* [What you should do]:
Only one portion of the data is to be written out: from the line bearing "snow-covered mountain slope -> box" through the line bearing "green tree -> box". Write it exactly as it appears.

*** Opening Material shown ***

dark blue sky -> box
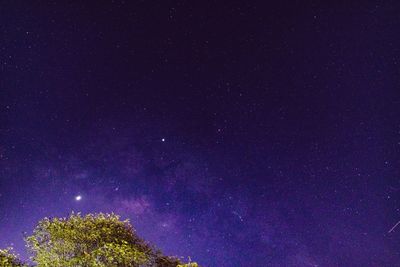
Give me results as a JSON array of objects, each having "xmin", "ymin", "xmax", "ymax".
[{"xmin": 1, "ymin": 1, "xmax": 400, "ymax": 266}]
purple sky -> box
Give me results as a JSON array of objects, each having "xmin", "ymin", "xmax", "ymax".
[{"xmin": 1, "ymin": 1, "xmax": 400, "ymax": 266}]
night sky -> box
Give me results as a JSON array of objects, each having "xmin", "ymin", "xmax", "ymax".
[{"xmin": 1, "ymin": 1, "xmax": 400, "ymax": 266}]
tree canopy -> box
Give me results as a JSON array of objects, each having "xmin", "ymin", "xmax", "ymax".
[
  {"xmin": 1, "ymin": 213, "xmax": 199, "ymax": 267},
  {"xmin": 0, "ymin": 248, "xmax": 25, "ymax": 267}
]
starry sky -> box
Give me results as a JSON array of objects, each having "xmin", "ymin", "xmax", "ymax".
[{"xmin": 1, "ymin": 1, "xmax": 400, "ymax": 266}]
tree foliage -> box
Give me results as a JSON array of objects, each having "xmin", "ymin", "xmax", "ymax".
[
  {"xmin": 0, "ymin": 248, "xmax": 26, "ymax": 267},
  {"xmin": 17, "ymin": 212, "xmax": 199, "ymax": 267}
]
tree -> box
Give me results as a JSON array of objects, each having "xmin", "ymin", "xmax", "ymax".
[
  {"xmin": 23, "ymin": 212, "xmax": 198, "ymax": 267},
  {"xmin": 0, "ymin": 248, "xmax": 26, "ymax": 267}
]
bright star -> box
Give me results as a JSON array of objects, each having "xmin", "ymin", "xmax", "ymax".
[
  {"xmin": 161, "ymin": 138, "xmax": 165, "ymax": 142},
  {"xmin": 75, "ymin": 195, "xmax": 82, "ymax": 201}
]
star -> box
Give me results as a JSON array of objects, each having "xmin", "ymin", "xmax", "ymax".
[
  {"xmin": 161, "ymin": 138, "xmax": 165, "ymax": 142},
  {"xmin": 75, "ymin": 195, "xmax": 82, "ymax": 201}
]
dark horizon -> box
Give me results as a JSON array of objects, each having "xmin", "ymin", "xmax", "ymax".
[{"xmin": 1, "ymin": 1, "xmax": 400, "ymax": 266}]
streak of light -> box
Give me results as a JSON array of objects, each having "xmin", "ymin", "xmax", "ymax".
[{"xmin": 388, "ymin": 220, "xmax": 400, "ymax": 234}]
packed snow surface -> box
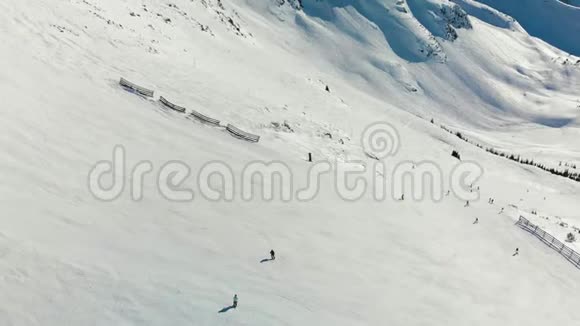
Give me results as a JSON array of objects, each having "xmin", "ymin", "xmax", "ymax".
[{"xmin": 0, "ymin": 0, "xmax": 579, "ymax": 325}]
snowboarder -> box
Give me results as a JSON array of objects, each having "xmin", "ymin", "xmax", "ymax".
[
  {"xmin": 270, "ymin": 249, "xmax": 275, "ymax": 260},
  {"xmin": 233, "ymin": 294, "xmax": 238, "ymax": 308},
  {"xmin": 513, "ymin": 248, "xmax": 519, "ymax": 256}
]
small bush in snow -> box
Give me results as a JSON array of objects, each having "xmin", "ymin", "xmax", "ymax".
[
  {"xmin": 566, "ymin": 232, "xmax": 576, "ymax": 243},
  {"xmin": 451, "ymin": 150, "xmax": 461, "ymax": 160}
]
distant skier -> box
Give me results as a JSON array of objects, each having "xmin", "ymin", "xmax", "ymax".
[
  {"xmin": 465, "ymin": 200, "xmax": 470, "ymax": 207},
  {"xmin": 233, "ymin": 294, "xmax": 238, "ymax": 308},
  {"xmin": 400, "ymin": 194, "xmax": 405, "ymax": 201},
  {"xmin": 499, "ymin": 207, "xmax": 504, "ymax": 214},
  {"xmin": 513, "ymin": 248, "xmax": 519, "ymax": 256},
  {"xmin": 270, "ymin": 249, "xmax": 276, "ymax": 260},
  {"xmin": 473, "ymin": 217, "xmax": 479, "ymax": 224}
]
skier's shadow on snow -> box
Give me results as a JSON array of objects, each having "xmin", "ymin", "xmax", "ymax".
[
  {"xmin": 260, "ymin": 258, "xmax": 274, "ymax": 263},
  {"xmin": 218, "ymin": 305, "xmax": 235, "ymax": 313}
]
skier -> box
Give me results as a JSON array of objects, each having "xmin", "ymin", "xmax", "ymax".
[
  {"xmin": 233, "ymin": 294, "xmax": 238, "ymax": 308},
  {"xmin": 270, "ymin": 249, "xmax": 276, "ymax": 260},
  {"xmin": 400, "ymin": 194, "xmax": 405, "ymax": 201},
  {"xmin": 513, "ymin": 248, "xmax": 519, "ymax": 256},
  {"xmin": 473, "ymin": 217, "xmax": 479, "ymax": 224},
  {"xmin": 465, "ymin": 200, "xmax": 470, "ymax": 207}
]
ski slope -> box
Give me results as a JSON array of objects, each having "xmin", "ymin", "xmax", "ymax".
[{"xmin": 1, "ymin": 0, "xmax": 580, "ymax": 325}]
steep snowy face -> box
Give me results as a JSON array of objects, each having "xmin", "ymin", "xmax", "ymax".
[
  {"xmin": 450, "ymin": 0, "xmax": 518, "ymax": 30},
  {"xmin": 407, "ymin": 0, "xmax": 472, "ymax": 41},
  {"xmin": 275, "ymin": 0, "xmax": 579, "ymax": 130},
  {"xmin": 299, "ymin": 0, "xmax": 472, "ymax": 62},
  {"xmin": 473, "ymin": 0, "xmax": 580, "ymax": 56}
]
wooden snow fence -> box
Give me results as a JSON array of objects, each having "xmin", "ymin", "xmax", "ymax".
[
  {"xmin": 189, "ymin": 109, "xmax": 221, "ymax": 126},
  {"xmin": 159, "ymin": 96, "xmax": 186, "ymax": 113},
  {"xmin": 119, "ymin": 78, "xmax": 154, "ymax": 97},
  {"xmin": 226, "ymin": 124, "xmax": 260, "ymax": 143},
  {"xmin": 118, "ymin": 77, "xmax": 260, "ymax": 143}
]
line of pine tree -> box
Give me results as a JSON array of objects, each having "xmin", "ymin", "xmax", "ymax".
[{"xmin": 434, "ymin": 120, "xmax": 580, "ymax": 183}]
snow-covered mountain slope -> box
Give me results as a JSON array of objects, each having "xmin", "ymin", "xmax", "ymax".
[
  {"xmin": 474, "ymin": 0, "xmax": 580, "ymax": 56},
  {"xmin": 1, "ymin": 0, "xmax": 580, "ymax": 325},
  {"xmin": 287, "ymin": 0, "xmax": 580, "ymax": 164}
]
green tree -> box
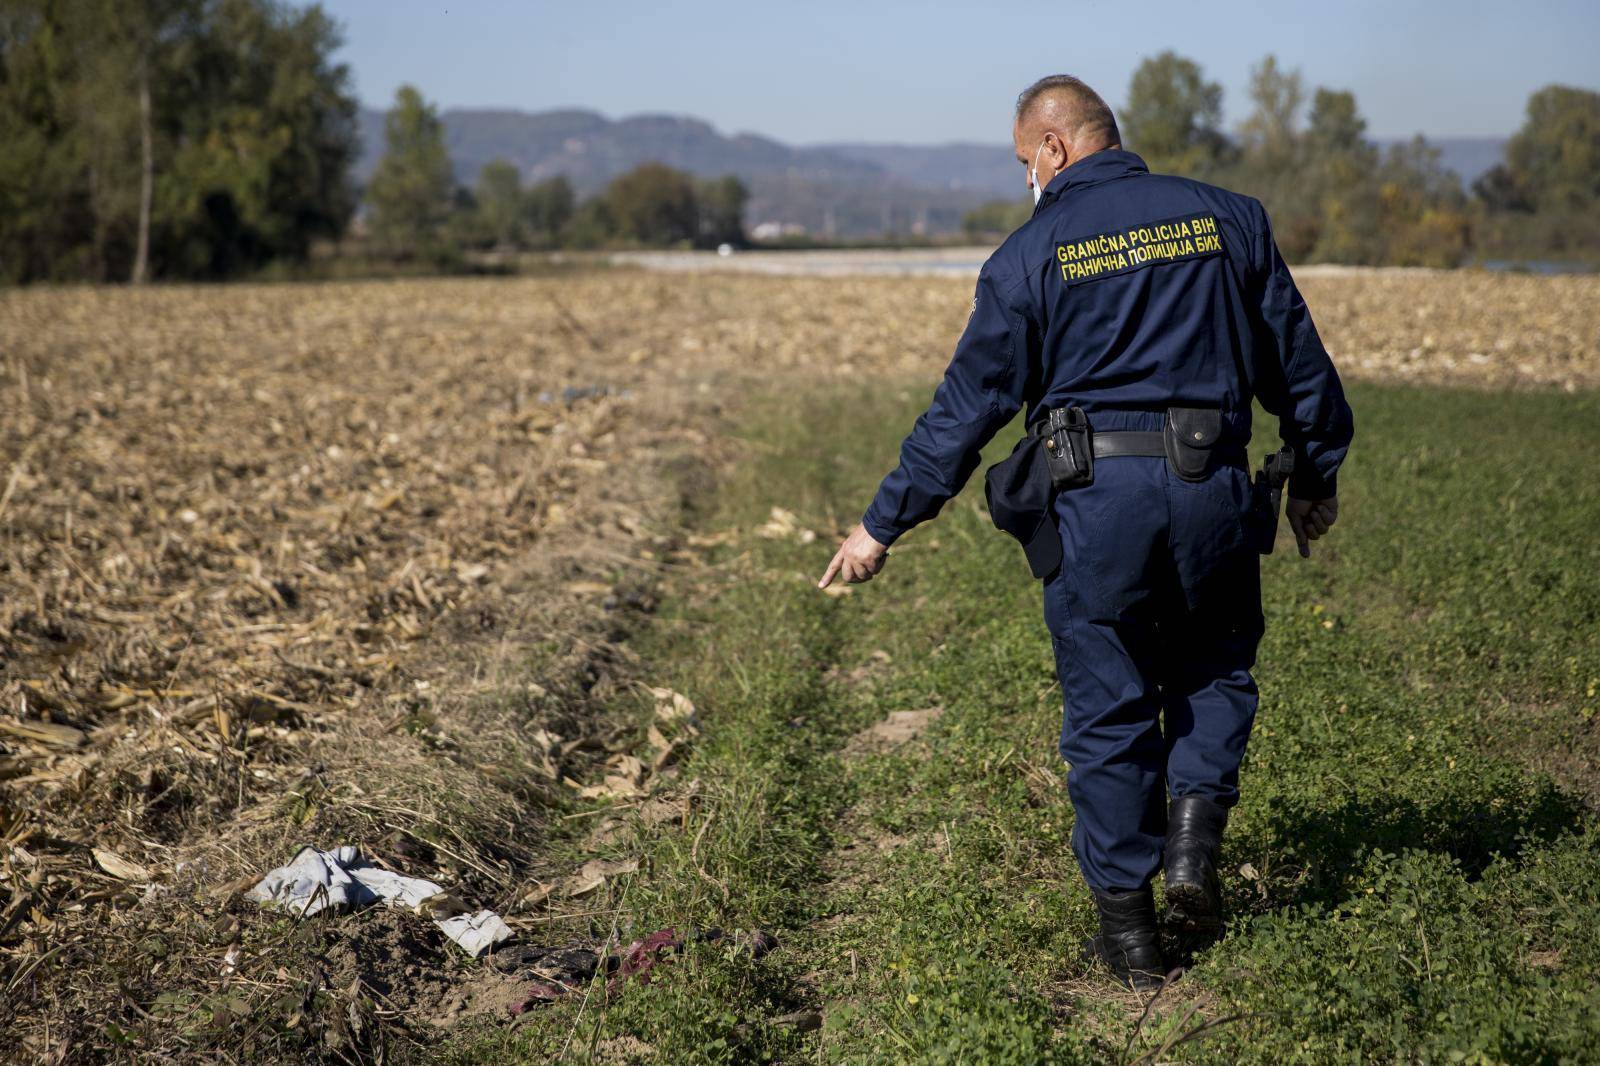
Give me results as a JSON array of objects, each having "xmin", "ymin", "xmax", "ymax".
[
  {"xmin": 1475, "ymin": 85, "xmax": 1600, "ymax": 258},
  {"xmin": 0, "ymin": 0, "xmax": 175, "ymax": 281},
  {"xmin": 564, "ymin": 194, "xmax": 615, "ymax": 249},
  {"xmin": 1306, "ymin": 87, "xmax": 1369, "ymax": 158},
  {"xmin": 0, "ymin": 4, "xmax": 71, "ymax": 282},
  {"xmin": 1122, "ymin": 51, "xmax": 1230, "ymax": 175},
  {"xmin": 696, "ymin": 174, "xmax": 748, "ymax": 247},
  {"xmin": 473, "ymin": 158, "xmax": 524, "ymax": 247},
  {"xmin": 1500, "ymin": 85, "xmax": 1600, "ymax": 211},
  {"xmin": 1472, "ymin": 160, "xmax": 1533, "ymax": 214},
  {"xmin": 1377, "ymin": 137, "xmax": 1470, "ymax": 267},
  {"xmin": 524, "ymin": 176, "xmax": 574, "ymax": 247},
  {"xmin": 0, "ymin": 0, "xmax": 355, "ymax": 283},
  {"xmin": 71, "ymin": 1, "xmax": 154, "ymax": 281},
  {"xmin": 1238, "ymin": 55, "xmax": 1304, "ymax": 163},
  {"xmin": 159, "ymin": 0, "xmax": 357, "ymax": 276},
  {"xmin": 365, "ymin": 84, "xmax": 455, "ymax": 262},
  {"xmin": 1235, "ymin": 56, "xmax": 1316, "ymax": 258},
  {"xmin": 604, "ymin": 162, "xmax": 699, "ymax": 246},
  {"xmin": 1305, "ymin": 89, "xmax": 1382, "ymax": 263}
]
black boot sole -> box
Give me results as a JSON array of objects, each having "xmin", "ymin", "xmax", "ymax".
[{"xmin": 1164, "ymin": 881, "xmax": 1222, "ymax": 934}]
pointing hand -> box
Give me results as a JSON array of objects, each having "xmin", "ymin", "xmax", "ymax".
[{"xmin": 818, "ymin": 523, "xmax": 888, "ymax": 588}]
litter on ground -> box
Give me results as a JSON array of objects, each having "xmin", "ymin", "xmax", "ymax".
[{"xmin": 245, "ymin": 845, "xmax": 512, "ymax": 957}]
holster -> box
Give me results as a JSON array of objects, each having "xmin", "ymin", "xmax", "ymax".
[{"xmin": 1250, "ymin": 447, "xmax": 1296, "ymax": 554}]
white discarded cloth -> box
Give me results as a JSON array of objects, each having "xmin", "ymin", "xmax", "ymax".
[
  {"xmin": 246, "ymin": 845, "xmax": 372, "ymax": 917},
  {"xmin": 435, "ymin": 909, "xmax": 514, "ymax": 958},
  {"xmin": 246, "ymin": 845, "xmax": 445, "ymax": 917},
  {"xmin": 246, "ymin": 845, "xmax": 508, "ymax": 957},
  {"xmin": 349, "ymin": 862, "xmax": 445, "ymax": 911}
]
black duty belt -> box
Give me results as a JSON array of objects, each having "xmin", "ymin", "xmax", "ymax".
[
  {"xmin": 988, "ymin": 405, "xmax": 1260, "ymax": 581},
  {"xmin": 1032, "ymin": 423, "xmax": 1249, "ymax": 467},
  {"xmin": 1090, "ymin": 430, "xmax": 1248, "ymax": 468},
  {"xmin": 1090, "ymin": 430, "xmax": 1164, "ymax": 458}
]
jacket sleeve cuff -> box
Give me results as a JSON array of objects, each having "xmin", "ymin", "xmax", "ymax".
[
  {"xmin": 860, "ymin": 511, "xmax": 903, "ymax": 548},
  {"xmin": 1288, "ymin": 459, "xmax": 1337, "ymax": 500}
]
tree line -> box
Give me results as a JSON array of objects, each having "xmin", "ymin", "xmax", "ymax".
[
  {"xmin": 0, "ymin": 2, "xmax": 746, "ymax": 283},
  {"xmin": 3, "ymin": 5, "xmax": 1596, "ymax": 283},
  {"xmin": 362, "ymin": 84, "xmax": 749, "ymax": 267},
  {"xmin": 1, "ymin": 0, "xmax": 357, "ymax": 284},
  {"xmin": 966, "ymin": 52, "xmax": 1600, "ymax": 269}
]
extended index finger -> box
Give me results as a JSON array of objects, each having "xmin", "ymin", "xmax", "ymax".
[
  {"xmin": 818, "ymin": 550, "xmax": 844, "ymax": 589},
  {"xmin": 1287, "ymin": 511, "xmax": 1311, "ymax": 559}
]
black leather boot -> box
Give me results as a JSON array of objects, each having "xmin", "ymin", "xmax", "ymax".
[
  {"xmin": 1164, "ymin": 795, "xmax": 1228, "ymax": 936},
  {"xmin": 1085, "ymin": 886, "xmax": 1166, "ymax": 990}
]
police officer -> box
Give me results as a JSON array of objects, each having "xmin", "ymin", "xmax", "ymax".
[{"xmin": 818, "ymin": 74, "xmax": 1353, "ymax": 989}]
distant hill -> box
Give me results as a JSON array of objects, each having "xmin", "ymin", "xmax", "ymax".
[
  {"xmin": 815, "ymin": 142, "xmax": 1022, "ymax": 199},
  {"xmin": 355, "ymin": 107, "xmax": 1508, "ymax": 237},
  {"xmin": 357, "ymin": 107, "xmax": 885, "ymax": 191},
  {"xmin": 356, "ymin": 108, "xmax": 993, "ymax": 238}
]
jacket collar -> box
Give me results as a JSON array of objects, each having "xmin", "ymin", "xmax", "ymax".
[{"xmin": 1034, "ymin": 148, "xmax": 1148, "ymax": 214}]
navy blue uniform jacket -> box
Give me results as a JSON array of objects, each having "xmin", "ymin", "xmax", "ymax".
[{"xmin": 862, "ymin": 149, "xmax": 1354, "ymax": 547}]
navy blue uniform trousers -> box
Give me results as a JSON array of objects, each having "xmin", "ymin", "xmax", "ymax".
[{"xmin": 1042, "ymin": 413, "xmax": 1263, "ymax": 894}]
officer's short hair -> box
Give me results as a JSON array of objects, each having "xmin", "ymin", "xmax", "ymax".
[{"xmin": 1016, "ymin": 75, "xmax": 1120, "ymax": 148}]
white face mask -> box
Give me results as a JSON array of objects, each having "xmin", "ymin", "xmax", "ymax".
[{"xmin": 1030, "ymin": 137, "xmax": 1053, "ymax": 206}]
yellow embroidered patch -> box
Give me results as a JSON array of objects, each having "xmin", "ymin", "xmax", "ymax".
[{"xmin": 1056, "ymin": 212, "xmax": 1222, "ymax": 284}]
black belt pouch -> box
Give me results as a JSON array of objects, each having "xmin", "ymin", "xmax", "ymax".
[
  {"xmin": 1163, "ymin": 407, "xmax": 1224, "ymax": 482},
  {"xmin": 1040, "ymin": 405, "xmax": 1094, "ymax": 490}
]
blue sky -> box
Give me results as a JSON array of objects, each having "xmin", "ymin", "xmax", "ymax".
[{"xmin": 320, "ymin": 0, "xmax": 1600, "ymax": 143}]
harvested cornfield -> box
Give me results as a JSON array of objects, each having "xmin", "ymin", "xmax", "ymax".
[
  {"xmin": 1, "ymin": 265, "xmax": 1597, "ymax": 1060},
  {"xmin": 0, "ymin": 271, "xmax": 970, "ymax": 1060},
  {"xmin": 0, "ymin": 270, "xmax": 964, "ymax": 849},
  {"xmin": 1294, "ymin": 267, "xmax": 1600, "ymax": 391}
]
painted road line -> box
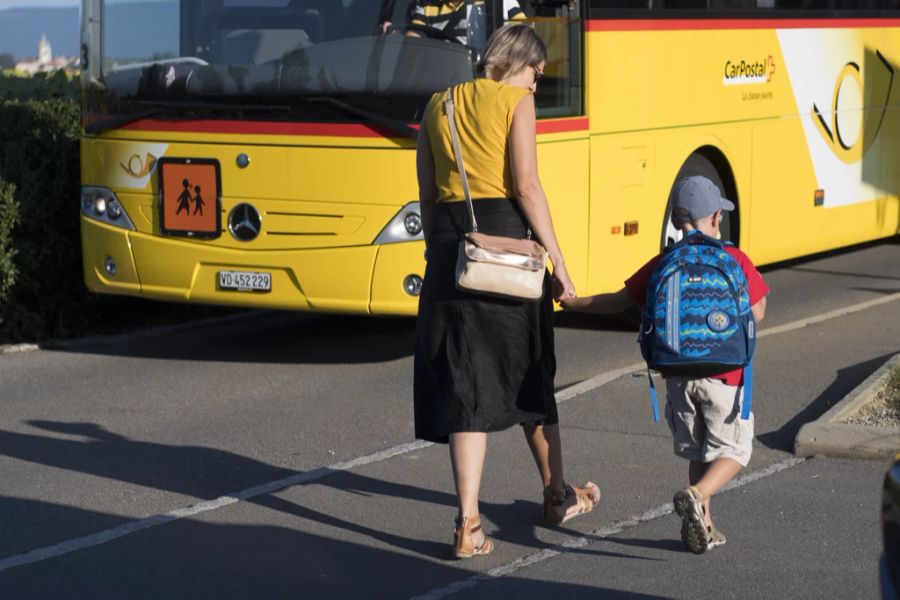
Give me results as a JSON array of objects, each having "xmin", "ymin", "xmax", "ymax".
[
  {"xmin": 0, "ymin": 440, "xmax": 432, "ymax": 574},
  {"xmin": 0, "ymin": 291, "xmax": 895, "ymax": 573},
  {"xmin": 558, "ymin": 289, "xmax": 900, "ymax": 402},
  {"xmin": 410, "ymin": 457, "xmax": 807, "ymax": 600},
  {"xmin": 757, "ymin": 290, "xmax": 900, "ymax": 339},
  {"xmin": 555, "ymin": 362, "xmax": 646, "ymax": 404}
]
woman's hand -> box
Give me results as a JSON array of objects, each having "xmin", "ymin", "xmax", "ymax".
[{"xmin": 552, "ymin": 262, "xmax": 576, "ymax": 302}]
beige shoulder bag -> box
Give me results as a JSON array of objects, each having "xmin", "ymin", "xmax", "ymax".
[{"xmin": 444, "ymin": 88, "xmax": 547, "ymax": 301}]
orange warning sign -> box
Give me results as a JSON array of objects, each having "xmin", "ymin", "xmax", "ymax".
[{"xmin": 159, "ymin": 159, "xmax": 221, "ymax": 237}]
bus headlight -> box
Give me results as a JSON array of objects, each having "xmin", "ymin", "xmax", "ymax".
[
  {"xmin": 373, "ymin": 202, "xmax": 424, "ymax": 245},
  {"xmin": 404, "ymin": 212, "xmax": 422, "ymax": 235},
  {"xmin": 81, "ymin": 186, "xmax": 136, "ymax": 231}
]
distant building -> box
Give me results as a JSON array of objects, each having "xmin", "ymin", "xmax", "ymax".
[{"xmin": 15, "ymin": 33, "xmax": 77, "ymax": 74}]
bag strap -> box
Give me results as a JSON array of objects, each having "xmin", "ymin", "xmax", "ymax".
[
  {"xmin": 444, "ymin": 87, "xmax": 533, "ymax": 239},
  {"xmin": 444, "ymin": 88, "xmax": 479, "ymax": 233}
]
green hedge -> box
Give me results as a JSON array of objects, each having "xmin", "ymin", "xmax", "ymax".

*** Closing Material shown ***

* [Your response]:
snow-covered mountain slope -> box
Give me results as a JSON array of objects, each having "xmin", "ymin", "xmax", "ymax".
[
  {"xmin": 474, "ymin": 0, "xmax": 580, "ymax": 56},
  {"xmin": 1, "ymin": 0, "xmax": 580, "ymax": 325},
  {"xmin": 287, "ymin": 0, "xmax": 580, "ymax": 164}
]
green tree -> box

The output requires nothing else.